Problem to work on —
Copy every one of the lines below word for word, from the first to the last.

Entries from a point annotation set —
_____
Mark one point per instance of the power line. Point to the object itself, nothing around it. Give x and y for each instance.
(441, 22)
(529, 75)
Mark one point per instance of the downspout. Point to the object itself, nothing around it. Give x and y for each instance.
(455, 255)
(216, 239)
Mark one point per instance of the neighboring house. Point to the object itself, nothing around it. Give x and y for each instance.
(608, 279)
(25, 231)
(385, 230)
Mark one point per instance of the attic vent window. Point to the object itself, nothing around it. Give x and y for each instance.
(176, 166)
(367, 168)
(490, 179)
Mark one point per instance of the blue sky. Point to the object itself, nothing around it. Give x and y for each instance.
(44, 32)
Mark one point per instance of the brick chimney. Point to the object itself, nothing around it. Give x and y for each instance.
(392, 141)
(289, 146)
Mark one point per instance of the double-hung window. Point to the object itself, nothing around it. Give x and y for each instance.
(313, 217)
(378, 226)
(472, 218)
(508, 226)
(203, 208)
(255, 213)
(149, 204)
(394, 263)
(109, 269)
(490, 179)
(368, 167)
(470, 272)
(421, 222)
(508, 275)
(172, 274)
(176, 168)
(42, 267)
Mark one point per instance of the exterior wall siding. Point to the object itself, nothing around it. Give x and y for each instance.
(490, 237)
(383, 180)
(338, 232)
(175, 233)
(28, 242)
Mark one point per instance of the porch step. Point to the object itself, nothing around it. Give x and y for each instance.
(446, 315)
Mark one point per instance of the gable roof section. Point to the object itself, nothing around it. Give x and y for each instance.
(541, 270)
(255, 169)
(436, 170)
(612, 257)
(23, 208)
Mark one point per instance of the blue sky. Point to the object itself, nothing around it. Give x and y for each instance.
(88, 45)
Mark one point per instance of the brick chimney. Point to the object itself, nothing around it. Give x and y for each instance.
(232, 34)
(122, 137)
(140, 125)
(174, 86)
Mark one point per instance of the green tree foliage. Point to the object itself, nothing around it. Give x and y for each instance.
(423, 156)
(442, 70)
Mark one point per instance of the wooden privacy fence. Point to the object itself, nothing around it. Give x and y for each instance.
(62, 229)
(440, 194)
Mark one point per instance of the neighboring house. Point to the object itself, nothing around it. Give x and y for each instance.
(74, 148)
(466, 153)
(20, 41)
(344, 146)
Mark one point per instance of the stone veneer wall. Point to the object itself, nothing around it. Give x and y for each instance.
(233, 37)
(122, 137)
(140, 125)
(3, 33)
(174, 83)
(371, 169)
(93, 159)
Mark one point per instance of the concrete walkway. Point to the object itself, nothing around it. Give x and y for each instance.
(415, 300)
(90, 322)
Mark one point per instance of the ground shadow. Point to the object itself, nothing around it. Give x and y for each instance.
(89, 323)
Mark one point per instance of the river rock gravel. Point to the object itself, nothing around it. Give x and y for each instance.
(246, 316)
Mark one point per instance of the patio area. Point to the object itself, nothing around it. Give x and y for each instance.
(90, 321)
_____
Solution for this exercise —
Mark one point per instance of the power line. Point to the object itself, nothing around it. Give x and y for each instance.
(441, 22)
(529, 75)
Mark one point per instance of the downspout. Point to the object itself, nothing around it. Give x and y for each instance.
(455, 255)
(216, 239)
Mark one point per instance of the neighboring house. Point to the object itself, nothing around it. Give x and y for each instance.
(608, 279)
(25, 231)
(385, 230)
Mark one point per instance of the attic vent window. Point to the object itself, nothing around it. Give x and y for each instance.
(176, 166)
(367, 168)
(490, 179)
Mark one point per instance of the blue sky. Point to the object itself, nothing around it. Give x and y for each instance.
(44, 32)
Mark one point per instance of the brick chimney. Point to the object itself, nothing around it. Give x and y for each instance.
(392, 141)
(289, 146)
Mark one point per instance of the double-hung window. Point to the object itself, nothing around it. Give x and y for each instance.
(313, 217)
(378, 226)
(472, 218)
(508, 226)
(203, 208)
(255, 213)
(149, 204)
(394, 263)
(109, 269)
(490, 179)
(368, 167)
(470, 272)
(421, 222)
(508, 275)
(172, 274)
(176, 168)
(42, 267)
Mark one point per instance of the exterior wall siding. Point to the object itself, nothing around it. Give x and y for each instance.
(490, 237)
(383, 180)
(338, 232)
(175, 233)
(28, 242)
Mark one point per instance of the porch step. Point to the object itself, nothing around it. Give x and y for each instance.
(446, 315)
Mark one point per instance of the gable roof section. Point to the object itself, nothing around it. Give x and y for each instance.
(541, 270)
(255, 169)
(436, 170)
(612, 257)
(23, 208)
Mark one point per instance of the blue sky. Point to the object itself, nothing around it. Give x and y for each instance.
(88, 45)
Mark one point per instance of the brick chimney. Point to the object itself, nothing around it. Give x and y for each instance.
(232, 34)
(122, 137)
(140, 125)
(174, 86)
Mark one point per instance of the green tree foliage. Point to the object itself, nothing around it. Give x and y for each instance.
(423, 156)
(442, 70)
Mark one point per instance of the wooden privacy fence. Point to the object itself, nothing around it. Give x and y for each instance.
(62, 229)
(440, 194)
Mark one point per instance of the neighboring house. Point to the object itself, nothing around it. Give x and y for each instance.
(74, 148)
(466, 153)
(20, 41)
(344, 146)
Mark one point per instance of the stone veneer wall. Point to the object itself, nothing around it. Give x and y for each instance.
(233, 37)
(122, 137)
(140, 125)
(3, 33)
(174, 83)
(371, 169)
(93, 159)
Mark one point per instance of the concrete walkway. Point to the object itself, nothing around it. Give x and y for each instance.
(415, 300)
(90, 322)
Mark one point per instance of the ground shadow. Point to the object itself, nothing around it. Give x and y for each instance.
(89, 323)
Mark one point per instance of the river rock gravel. Point to the object itself, nothing around it. Give x and y for each instance.
(246, 316)
Mark one point per instance of the patio area. Point to the object itself, nothing around it. Give x and y for each instance.
(90, 321)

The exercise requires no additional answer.